1. Self-hosted Gateway

Customers can enable any enrolled Linux or WSL system running Enclave to act as an Enclave Gateway. The rest of this guide describes how customers can deploy self-hosted Enclave Gateways. Be sure to familiarise yourself with the prerequisites and limitations of self-hosting Enclave Gateway.

2. Managed Gateway

Customers may optionally purchase our fully managed Enclave Gateway service, enabling them to route all Internet traffic through hardware we manage on their behalf and deploy DNS filtering without having to manage or maintain the gateway themselves. Contact sales@enclave.io for more information about adding a managed Enclave Gateway to your account.

Prerequisites

Before you begin this guide, you’ll need an Enclave account set up with at least two devices enrolled. Read our getting started guide if you need help with this.

Limitations

In order to enable an enrolled system to act as an Enclave Gateway, Enclave must be installed onto a Linux operating system.

-- Set task --
In the Enclave Gateway guide, how many enrolled devices must an Enclave account have before you begin?

-- Items --
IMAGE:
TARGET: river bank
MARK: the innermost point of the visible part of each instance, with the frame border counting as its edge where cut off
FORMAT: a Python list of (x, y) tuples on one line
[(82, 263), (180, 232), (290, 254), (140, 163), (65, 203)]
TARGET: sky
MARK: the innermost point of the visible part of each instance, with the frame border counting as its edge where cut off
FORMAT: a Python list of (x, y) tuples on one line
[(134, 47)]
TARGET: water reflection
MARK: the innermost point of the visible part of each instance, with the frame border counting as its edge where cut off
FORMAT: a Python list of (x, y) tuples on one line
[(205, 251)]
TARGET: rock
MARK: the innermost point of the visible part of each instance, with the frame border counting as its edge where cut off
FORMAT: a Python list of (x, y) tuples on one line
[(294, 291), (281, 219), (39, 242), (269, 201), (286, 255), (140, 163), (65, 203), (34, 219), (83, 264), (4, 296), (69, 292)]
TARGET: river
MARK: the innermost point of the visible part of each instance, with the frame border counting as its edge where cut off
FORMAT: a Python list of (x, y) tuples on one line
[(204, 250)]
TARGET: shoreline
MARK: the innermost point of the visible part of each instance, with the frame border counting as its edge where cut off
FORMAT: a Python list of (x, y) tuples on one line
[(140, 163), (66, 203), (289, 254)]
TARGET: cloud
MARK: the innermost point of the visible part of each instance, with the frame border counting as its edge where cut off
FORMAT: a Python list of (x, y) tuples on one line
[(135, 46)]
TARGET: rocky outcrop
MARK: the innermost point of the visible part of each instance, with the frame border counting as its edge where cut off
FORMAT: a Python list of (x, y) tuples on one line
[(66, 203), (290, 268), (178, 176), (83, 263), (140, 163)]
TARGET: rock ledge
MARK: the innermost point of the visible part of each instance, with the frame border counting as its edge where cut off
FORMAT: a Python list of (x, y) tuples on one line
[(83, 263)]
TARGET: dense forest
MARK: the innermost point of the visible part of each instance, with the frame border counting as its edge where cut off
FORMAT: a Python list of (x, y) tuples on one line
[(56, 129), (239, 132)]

-- Answer --
At least two.